§ **TASK OBJECTIVE**
Pull out every line in the data below that contains the string "beanie" and copy each of those lines in full.

--- RECORDS TO USE ---

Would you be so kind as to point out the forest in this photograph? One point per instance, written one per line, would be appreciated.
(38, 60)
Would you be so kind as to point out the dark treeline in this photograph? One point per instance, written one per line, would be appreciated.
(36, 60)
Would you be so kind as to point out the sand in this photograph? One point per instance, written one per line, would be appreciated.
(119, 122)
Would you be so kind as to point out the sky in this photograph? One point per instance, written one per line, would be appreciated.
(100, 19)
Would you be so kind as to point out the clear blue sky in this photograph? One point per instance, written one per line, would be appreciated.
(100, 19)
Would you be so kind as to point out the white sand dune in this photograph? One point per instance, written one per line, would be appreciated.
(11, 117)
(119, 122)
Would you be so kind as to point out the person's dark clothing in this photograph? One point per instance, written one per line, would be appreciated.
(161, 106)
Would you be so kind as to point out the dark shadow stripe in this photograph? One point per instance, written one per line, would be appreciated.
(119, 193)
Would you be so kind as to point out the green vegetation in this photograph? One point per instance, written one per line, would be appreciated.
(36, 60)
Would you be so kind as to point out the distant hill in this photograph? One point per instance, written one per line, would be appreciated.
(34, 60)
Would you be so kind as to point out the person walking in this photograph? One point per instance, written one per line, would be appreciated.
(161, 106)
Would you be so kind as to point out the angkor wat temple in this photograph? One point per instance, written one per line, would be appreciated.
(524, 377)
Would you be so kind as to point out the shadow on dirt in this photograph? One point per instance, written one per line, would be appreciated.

---
--- RECORDS TO USE ---

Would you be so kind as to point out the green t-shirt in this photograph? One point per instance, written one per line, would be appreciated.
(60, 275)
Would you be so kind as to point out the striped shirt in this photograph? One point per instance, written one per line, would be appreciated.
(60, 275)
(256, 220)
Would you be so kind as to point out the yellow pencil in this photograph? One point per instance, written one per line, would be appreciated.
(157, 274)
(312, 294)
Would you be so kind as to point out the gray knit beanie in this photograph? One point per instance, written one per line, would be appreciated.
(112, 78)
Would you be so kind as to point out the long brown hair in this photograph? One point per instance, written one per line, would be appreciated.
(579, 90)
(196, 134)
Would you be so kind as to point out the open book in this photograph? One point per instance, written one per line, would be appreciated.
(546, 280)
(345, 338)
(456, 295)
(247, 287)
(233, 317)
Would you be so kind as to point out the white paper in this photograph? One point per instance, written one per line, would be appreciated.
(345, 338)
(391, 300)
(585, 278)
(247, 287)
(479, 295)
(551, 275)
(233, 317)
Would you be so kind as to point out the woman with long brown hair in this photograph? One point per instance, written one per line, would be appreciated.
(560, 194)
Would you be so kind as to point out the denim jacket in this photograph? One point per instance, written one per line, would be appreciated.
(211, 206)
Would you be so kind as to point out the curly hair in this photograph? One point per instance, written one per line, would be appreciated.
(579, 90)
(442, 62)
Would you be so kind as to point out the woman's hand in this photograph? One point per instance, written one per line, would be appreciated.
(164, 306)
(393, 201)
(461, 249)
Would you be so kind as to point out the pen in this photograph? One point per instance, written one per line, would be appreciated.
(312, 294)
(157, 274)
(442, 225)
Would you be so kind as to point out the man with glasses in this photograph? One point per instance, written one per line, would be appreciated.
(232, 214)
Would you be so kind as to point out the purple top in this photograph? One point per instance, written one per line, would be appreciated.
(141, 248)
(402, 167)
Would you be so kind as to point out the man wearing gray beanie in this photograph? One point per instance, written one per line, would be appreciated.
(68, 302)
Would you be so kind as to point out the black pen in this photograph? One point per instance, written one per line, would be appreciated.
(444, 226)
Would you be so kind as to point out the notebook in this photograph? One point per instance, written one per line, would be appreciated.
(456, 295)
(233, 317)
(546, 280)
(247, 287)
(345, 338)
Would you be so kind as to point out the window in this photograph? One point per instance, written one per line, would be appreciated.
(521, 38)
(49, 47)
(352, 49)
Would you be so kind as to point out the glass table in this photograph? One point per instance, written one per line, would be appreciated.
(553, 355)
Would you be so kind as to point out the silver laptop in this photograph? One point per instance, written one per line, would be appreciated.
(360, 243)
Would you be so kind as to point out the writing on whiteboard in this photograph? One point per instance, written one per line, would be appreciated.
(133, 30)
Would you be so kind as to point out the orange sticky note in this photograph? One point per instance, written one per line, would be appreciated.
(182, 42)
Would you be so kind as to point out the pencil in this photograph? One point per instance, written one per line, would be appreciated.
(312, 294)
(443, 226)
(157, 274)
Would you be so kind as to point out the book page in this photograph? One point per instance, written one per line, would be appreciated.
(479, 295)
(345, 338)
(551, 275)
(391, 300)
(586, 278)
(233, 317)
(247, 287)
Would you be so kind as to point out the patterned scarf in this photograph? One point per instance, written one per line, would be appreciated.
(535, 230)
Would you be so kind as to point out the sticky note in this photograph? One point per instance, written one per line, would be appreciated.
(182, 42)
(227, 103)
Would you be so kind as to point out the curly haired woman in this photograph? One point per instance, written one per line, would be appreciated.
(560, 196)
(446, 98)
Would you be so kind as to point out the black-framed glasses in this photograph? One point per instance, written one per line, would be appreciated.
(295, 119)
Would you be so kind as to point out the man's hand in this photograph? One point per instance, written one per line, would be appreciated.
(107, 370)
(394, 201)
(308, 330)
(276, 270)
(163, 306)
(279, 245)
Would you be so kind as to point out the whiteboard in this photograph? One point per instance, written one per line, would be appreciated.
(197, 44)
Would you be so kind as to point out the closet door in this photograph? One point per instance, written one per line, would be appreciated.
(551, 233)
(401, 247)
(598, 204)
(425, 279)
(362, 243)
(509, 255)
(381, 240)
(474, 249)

---
--- RECORDS TO USE ---

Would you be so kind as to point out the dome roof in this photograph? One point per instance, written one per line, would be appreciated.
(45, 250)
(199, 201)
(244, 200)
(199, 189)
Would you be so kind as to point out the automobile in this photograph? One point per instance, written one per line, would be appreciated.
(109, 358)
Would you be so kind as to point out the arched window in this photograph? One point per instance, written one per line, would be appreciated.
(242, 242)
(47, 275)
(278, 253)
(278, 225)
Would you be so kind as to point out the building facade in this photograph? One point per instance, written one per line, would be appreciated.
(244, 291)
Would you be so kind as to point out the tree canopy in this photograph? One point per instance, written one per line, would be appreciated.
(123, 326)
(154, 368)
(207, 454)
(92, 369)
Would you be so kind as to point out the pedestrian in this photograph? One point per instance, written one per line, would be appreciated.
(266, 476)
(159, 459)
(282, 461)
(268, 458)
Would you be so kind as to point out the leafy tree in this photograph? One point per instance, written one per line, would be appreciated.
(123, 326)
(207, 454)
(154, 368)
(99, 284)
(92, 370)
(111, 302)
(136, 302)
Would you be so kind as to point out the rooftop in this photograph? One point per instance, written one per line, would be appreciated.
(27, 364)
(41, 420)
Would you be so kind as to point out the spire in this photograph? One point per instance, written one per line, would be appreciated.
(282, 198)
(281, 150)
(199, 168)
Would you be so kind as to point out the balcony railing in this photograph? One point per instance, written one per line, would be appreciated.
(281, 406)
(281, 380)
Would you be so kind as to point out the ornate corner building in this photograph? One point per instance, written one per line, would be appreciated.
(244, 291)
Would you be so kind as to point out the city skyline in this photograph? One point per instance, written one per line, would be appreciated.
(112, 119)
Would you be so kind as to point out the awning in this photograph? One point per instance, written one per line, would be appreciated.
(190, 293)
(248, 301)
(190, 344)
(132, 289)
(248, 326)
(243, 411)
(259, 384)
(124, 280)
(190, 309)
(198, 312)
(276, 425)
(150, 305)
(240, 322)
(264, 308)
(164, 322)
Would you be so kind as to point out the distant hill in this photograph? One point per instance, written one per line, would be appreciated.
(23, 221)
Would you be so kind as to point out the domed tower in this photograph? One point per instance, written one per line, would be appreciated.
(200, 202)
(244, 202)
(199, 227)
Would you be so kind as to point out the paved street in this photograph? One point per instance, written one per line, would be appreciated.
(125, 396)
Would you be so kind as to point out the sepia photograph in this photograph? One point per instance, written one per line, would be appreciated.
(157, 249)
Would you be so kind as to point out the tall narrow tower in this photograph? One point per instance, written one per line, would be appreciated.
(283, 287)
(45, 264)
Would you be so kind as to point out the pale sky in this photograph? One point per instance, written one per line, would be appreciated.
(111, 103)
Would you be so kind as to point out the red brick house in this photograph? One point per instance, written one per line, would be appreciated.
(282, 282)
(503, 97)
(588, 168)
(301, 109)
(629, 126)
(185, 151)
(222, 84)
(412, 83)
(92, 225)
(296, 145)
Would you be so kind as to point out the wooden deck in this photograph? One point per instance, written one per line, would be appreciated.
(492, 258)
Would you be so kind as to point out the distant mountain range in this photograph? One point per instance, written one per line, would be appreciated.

---

§ **OUTPUT OF THE EXERCISE**
Would you be so kind as to point out the gray knit beanie in this photograph? One point per instance, written one per line, would be appreciated.
Would you be so kind as to point out the man wearing gray beanie in this photograph? One point per instance, written one per line, would be appreciated.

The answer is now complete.